**EXERCISE DESCRIPTION:**
Among the entries below, count the lines that contain the word "gets". Respond with the count only.

**EXTRACTED RECORDS:**
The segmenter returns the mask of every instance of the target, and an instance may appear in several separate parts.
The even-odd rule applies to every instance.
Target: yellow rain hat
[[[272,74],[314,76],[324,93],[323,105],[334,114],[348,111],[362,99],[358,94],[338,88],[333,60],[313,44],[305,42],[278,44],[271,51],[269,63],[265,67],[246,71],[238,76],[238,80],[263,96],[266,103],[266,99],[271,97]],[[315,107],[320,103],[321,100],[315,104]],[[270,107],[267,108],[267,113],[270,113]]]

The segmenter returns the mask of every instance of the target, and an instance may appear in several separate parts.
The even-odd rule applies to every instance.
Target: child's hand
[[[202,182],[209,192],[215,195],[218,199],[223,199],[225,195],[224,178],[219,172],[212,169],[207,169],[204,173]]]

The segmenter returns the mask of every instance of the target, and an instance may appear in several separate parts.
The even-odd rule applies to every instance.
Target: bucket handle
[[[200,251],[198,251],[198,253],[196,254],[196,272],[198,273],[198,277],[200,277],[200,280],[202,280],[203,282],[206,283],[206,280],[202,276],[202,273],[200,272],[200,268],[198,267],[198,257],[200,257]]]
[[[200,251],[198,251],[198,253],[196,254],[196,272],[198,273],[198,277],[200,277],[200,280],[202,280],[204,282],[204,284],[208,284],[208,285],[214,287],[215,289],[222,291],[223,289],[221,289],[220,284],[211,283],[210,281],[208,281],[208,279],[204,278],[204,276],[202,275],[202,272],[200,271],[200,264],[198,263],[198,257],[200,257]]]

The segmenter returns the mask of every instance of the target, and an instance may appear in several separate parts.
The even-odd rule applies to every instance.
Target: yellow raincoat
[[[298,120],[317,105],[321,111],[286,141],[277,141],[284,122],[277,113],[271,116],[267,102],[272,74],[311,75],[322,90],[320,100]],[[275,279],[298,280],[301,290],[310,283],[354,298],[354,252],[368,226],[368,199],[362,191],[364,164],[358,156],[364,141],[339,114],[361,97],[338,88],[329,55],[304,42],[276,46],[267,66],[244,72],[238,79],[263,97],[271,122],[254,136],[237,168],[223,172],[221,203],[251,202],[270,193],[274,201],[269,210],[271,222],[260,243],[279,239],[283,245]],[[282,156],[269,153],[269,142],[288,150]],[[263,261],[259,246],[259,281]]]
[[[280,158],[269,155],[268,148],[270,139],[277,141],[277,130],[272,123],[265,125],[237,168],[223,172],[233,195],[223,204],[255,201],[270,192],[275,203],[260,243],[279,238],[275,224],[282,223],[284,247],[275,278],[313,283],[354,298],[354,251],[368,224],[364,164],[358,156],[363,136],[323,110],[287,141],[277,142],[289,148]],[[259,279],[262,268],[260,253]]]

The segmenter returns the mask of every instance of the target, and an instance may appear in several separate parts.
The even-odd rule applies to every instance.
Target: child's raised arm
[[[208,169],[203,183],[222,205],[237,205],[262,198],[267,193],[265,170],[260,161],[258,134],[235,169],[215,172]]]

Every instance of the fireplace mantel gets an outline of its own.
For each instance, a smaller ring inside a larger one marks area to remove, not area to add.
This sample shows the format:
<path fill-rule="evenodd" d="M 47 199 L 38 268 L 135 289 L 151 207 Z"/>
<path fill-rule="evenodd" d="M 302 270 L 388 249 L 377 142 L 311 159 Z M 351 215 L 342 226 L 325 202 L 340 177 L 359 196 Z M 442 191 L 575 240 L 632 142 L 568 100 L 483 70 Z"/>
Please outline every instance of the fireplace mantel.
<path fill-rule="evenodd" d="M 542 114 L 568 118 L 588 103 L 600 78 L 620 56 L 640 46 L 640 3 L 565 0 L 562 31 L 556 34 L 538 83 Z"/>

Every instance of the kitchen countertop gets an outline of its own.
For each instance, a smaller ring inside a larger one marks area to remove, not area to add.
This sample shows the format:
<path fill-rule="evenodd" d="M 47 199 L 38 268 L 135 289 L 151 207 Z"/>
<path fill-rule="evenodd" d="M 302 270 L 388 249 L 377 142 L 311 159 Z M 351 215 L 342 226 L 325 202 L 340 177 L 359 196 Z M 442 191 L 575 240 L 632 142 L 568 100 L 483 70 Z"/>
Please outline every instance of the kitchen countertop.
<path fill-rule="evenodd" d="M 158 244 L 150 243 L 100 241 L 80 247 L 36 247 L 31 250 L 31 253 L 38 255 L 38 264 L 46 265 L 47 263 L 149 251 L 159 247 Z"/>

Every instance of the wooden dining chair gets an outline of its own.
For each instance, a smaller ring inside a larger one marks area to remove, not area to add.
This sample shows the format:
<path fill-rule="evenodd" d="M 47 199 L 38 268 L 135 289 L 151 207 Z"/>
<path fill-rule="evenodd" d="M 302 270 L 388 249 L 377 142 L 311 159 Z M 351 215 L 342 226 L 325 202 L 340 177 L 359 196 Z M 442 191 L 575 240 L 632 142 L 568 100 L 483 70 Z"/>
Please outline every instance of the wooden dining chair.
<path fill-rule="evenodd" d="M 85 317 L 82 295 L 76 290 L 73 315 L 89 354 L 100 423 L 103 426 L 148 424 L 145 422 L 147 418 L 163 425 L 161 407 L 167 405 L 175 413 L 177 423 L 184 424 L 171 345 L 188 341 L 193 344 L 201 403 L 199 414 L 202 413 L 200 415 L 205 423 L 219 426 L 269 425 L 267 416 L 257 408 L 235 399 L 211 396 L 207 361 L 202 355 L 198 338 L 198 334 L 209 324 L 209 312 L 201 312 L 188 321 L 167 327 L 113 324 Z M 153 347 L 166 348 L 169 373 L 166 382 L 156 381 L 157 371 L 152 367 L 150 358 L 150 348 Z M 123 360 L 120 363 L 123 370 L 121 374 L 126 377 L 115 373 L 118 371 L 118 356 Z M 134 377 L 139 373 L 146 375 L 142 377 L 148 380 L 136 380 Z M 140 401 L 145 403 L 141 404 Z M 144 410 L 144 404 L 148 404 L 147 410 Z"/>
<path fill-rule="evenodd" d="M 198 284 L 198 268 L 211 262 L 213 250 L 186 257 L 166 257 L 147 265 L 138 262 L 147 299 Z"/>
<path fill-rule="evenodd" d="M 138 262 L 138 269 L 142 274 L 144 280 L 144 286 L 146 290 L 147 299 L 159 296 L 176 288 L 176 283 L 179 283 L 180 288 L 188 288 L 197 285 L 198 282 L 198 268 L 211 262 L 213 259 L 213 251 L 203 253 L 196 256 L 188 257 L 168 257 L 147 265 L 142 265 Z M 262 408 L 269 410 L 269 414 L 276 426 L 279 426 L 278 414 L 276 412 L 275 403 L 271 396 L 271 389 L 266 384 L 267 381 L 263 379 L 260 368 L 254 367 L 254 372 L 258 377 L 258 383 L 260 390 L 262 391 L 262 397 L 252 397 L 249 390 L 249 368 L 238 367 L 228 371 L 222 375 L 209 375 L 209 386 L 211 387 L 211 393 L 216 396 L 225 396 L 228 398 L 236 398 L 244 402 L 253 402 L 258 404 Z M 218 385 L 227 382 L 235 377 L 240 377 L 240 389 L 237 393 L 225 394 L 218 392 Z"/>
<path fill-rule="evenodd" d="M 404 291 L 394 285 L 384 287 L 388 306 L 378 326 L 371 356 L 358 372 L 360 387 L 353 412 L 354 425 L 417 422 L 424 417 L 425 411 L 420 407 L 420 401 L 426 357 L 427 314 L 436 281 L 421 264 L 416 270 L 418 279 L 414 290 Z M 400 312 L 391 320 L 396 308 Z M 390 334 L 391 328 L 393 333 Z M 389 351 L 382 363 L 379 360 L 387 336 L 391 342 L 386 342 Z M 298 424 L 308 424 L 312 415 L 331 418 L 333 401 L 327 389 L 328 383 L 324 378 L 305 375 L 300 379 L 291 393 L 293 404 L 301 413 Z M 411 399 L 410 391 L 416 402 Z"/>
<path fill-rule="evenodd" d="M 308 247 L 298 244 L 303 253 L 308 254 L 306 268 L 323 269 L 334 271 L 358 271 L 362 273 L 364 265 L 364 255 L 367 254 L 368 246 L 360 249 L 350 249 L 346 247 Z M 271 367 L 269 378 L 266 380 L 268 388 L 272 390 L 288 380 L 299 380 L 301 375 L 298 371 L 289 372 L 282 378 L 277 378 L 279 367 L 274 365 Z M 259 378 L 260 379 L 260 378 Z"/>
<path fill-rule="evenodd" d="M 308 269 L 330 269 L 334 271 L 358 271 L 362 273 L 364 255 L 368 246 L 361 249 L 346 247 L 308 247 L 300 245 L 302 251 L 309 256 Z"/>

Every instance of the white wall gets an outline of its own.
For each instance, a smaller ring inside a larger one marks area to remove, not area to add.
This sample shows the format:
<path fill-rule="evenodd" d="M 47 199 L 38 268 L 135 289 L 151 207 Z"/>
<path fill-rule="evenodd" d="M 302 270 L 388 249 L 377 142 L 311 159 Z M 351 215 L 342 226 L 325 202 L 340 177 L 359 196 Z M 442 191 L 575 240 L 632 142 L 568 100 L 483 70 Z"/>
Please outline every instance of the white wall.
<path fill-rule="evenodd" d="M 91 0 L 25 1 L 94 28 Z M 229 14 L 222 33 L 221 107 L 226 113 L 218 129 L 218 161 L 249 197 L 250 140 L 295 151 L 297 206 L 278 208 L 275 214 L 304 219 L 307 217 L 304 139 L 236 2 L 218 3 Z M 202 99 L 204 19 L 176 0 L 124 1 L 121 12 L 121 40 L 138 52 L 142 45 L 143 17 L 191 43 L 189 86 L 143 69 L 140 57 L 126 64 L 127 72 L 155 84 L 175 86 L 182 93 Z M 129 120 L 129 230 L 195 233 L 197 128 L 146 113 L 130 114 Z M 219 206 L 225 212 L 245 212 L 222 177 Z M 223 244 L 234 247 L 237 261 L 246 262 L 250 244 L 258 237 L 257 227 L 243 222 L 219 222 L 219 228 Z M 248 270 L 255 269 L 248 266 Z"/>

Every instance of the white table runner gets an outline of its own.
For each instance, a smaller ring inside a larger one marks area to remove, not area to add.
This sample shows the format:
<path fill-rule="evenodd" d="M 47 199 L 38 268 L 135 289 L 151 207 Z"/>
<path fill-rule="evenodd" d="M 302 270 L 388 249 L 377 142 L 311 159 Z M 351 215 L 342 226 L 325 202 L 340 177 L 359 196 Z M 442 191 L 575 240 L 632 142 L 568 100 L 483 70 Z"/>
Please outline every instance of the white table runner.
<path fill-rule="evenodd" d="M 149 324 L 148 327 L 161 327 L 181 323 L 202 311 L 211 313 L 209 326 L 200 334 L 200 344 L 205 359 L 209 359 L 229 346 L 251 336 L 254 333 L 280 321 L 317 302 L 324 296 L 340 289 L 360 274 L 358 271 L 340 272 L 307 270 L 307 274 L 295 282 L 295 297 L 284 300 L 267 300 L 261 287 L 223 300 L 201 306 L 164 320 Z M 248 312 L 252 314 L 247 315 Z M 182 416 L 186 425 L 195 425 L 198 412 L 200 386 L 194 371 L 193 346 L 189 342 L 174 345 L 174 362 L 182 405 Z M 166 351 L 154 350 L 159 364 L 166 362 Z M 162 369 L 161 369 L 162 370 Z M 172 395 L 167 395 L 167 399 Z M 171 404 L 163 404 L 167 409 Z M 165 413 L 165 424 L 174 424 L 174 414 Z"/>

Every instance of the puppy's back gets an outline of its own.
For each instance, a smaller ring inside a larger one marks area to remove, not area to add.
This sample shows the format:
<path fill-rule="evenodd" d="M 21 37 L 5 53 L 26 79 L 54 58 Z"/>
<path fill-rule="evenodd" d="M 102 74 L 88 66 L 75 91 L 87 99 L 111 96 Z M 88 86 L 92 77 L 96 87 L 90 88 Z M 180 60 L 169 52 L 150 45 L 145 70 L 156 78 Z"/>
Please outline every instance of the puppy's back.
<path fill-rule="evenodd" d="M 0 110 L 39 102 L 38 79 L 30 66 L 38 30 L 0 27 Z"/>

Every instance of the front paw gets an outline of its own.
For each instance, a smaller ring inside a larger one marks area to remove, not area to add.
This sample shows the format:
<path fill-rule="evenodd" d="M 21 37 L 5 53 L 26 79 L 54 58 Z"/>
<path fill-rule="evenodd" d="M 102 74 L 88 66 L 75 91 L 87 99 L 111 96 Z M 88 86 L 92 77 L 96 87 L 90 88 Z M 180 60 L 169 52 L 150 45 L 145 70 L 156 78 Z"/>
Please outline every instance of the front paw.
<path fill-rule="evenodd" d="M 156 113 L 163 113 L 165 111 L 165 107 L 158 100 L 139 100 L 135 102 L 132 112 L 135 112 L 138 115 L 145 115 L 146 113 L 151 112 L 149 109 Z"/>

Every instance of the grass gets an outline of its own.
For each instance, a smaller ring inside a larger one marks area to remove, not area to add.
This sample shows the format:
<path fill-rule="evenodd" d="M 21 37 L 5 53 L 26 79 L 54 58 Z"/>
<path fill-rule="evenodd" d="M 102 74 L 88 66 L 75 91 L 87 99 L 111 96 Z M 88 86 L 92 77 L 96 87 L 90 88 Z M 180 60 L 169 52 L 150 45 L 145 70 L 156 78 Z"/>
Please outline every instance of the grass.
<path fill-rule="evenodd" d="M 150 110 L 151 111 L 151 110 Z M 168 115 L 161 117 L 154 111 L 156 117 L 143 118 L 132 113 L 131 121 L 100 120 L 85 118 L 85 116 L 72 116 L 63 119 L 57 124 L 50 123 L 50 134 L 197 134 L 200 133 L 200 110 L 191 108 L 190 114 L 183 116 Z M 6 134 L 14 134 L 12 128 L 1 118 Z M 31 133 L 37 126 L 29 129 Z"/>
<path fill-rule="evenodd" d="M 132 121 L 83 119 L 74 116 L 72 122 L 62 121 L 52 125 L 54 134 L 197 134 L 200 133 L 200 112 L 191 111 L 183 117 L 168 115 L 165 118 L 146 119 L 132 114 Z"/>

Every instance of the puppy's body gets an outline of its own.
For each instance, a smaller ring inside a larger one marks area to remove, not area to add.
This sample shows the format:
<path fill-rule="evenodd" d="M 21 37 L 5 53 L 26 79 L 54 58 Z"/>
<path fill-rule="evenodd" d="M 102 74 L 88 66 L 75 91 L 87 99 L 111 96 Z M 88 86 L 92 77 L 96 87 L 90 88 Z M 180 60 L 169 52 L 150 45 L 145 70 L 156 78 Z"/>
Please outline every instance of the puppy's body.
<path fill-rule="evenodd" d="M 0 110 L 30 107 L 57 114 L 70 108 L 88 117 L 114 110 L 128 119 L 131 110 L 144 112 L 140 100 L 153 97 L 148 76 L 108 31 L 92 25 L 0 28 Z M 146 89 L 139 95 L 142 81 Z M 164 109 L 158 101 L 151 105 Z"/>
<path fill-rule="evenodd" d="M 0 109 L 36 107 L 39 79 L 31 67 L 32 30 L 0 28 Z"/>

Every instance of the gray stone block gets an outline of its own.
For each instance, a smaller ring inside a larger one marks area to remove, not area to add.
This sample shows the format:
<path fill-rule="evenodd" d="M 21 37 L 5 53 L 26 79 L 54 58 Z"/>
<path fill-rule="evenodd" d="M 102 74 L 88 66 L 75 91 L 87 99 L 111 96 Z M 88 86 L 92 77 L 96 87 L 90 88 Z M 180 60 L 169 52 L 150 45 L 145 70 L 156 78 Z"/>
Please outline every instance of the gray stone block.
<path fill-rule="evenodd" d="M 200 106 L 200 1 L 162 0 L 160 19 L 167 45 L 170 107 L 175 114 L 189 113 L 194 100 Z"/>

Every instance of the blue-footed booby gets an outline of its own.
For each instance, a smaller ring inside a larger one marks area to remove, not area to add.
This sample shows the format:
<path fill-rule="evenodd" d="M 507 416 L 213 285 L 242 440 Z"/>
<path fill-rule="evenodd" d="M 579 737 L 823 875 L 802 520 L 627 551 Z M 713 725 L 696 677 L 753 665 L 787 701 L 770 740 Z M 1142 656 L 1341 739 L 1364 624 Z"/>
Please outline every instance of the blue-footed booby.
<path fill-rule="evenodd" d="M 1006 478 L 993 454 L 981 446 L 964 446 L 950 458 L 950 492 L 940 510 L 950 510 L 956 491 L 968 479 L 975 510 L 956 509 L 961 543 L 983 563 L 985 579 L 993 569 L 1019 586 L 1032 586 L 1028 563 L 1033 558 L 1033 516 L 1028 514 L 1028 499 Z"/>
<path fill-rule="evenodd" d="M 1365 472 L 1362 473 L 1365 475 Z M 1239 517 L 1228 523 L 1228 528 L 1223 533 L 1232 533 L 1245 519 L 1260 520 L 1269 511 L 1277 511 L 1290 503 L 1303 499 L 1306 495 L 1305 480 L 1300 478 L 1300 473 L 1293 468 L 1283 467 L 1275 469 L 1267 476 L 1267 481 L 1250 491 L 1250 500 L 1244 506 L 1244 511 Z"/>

**EXERCISE ANSWER:**
11